**Selected extract:**
[Start of Attachment]
The mean age of study population was 32 and slightly higher representation of women were present in line with the previous two rounds (Table 2). The overall prevalence of SARS-CoV-2 antibodies reached 34.2% over the third round conducted at the beginning of 2021 (Fig. 1). More than half of participants in Ma'an Governorate revealed positivity and the age groups 5–9 and 60–64 years old as well as the “female” category reached almost 40.0%. Contrary to the previous two surveys, many more participants who showed antibodies in the 2020/21 study showed also at least one symptom compatible with COVID-19 (Table 2).

Discussion

This study used three series of cross-sectional surveys to interpret the seroprevalence to SARS-CoV-2 in Jordan, from the early phase of the pandemic to the late 2020 post-peak phase. Seroprevalence dramatically increased over time, with only a tiny fraction of seropositive individuals in August, to increase up to more than 20-fold in October and to reach one-third of the overall population exposed by the end of 2020/beginning of 2021.
[End of Attachment]
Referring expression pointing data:
[Start of Attachment]
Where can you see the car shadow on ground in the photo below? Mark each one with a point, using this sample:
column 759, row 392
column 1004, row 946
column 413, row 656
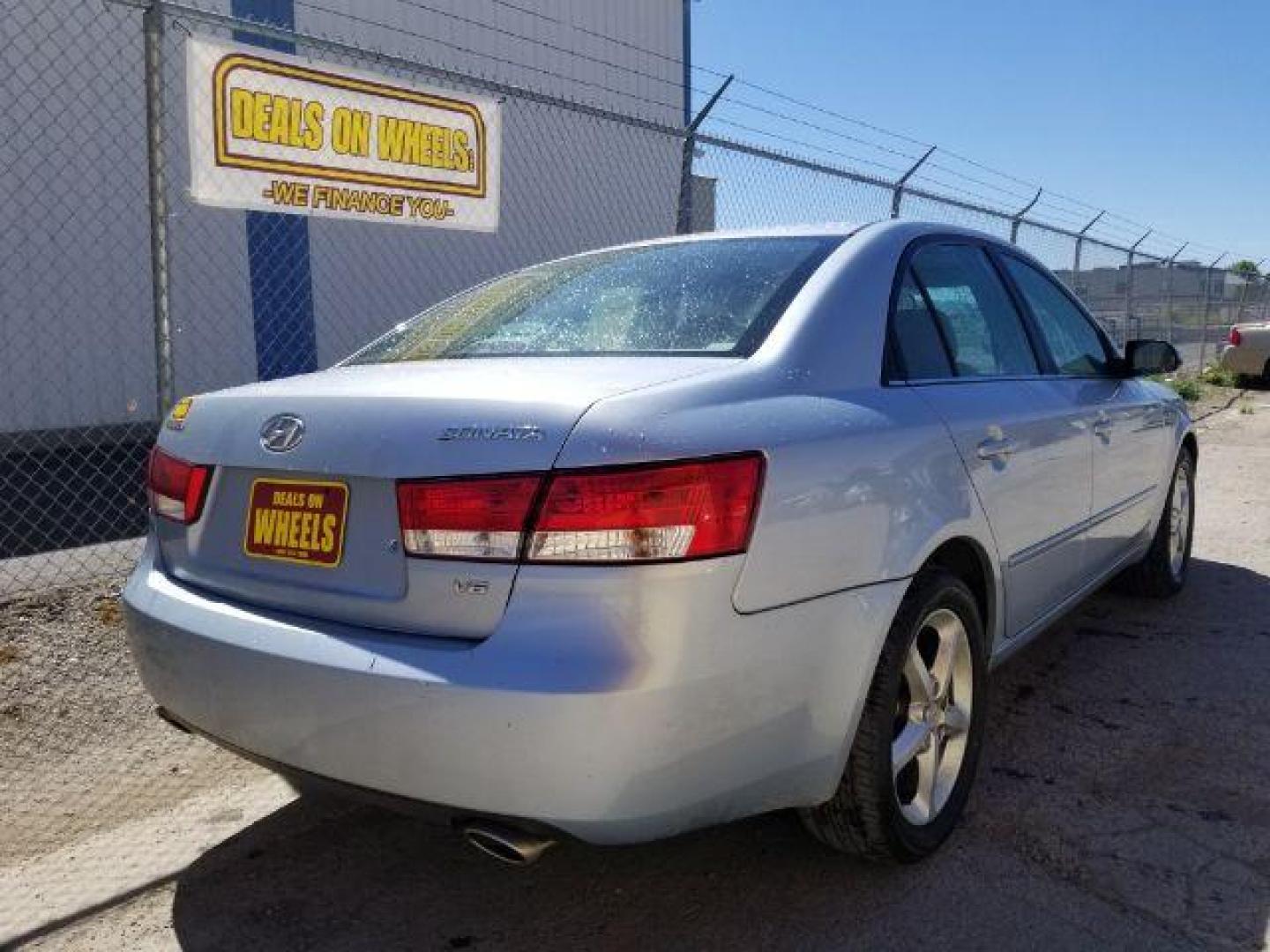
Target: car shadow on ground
column 1122, row 801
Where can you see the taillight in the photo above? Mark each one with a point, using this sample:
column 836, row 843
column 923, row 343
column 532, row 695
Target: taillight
column 648, row 513
column 176, row 487
column 473, row 518
column 626, row 514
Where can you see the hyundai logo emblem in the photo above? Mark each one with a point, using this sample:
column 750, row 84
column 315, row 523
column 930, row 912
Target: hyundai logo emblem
[End of Attachment]
**Problem description:** Continue the passage on SARS-CoV-2 seroprevalence in Jordan from the point where it stops, before the rows.

**Exercise response:**
Such a trend is an accurate reflection of the evolution of the transmission also in line with government policies and public behaviors: the first case of COVID-19 in Jordan was reported on the 2 March 2020, and the government closed the country's borders on 15 March 2020, in addition to suspending schools, banning public gatherings, and issuing a comprehensive lockdown with implementation of curfew. By mid-August, the COVID-19 transmission in Jordan elevated, with the recording of 20–30 cases per day and toward the end of August, the daily cases were 30–40. This quickly escalated to several hundred and then to several thousand cases a day, in the following months, most likely due to a lack of public compliance with recommendations [14].

Findings from the three phases of sero prevalence survey conducted in different time-periods revealed the importance of testing capacity and testing strategy in Jordan overtime. According to the results of the first survey, considering the Jordan population of around 10 million, around 30,000 individuals were exposed to SARS-CoV-2 in August; this represents around 20 times more than the officially reported 1500 cases reported though the national surveillance. The same proportion can be derived when considering results of the second survey in October, which was around 35,000 cases officially reported, while around 700,000 cases might have already been exposed. Interestingly, such a ratio halved at the end of 2020 when around 300,000 cumulative cases were reported by the Ministry of Health Surveillance Department and the third round of the seroprevalence study indicated that slightly more than 3,000,000 cases resulted positive for IgM/IgG against the SARS-CoV-2.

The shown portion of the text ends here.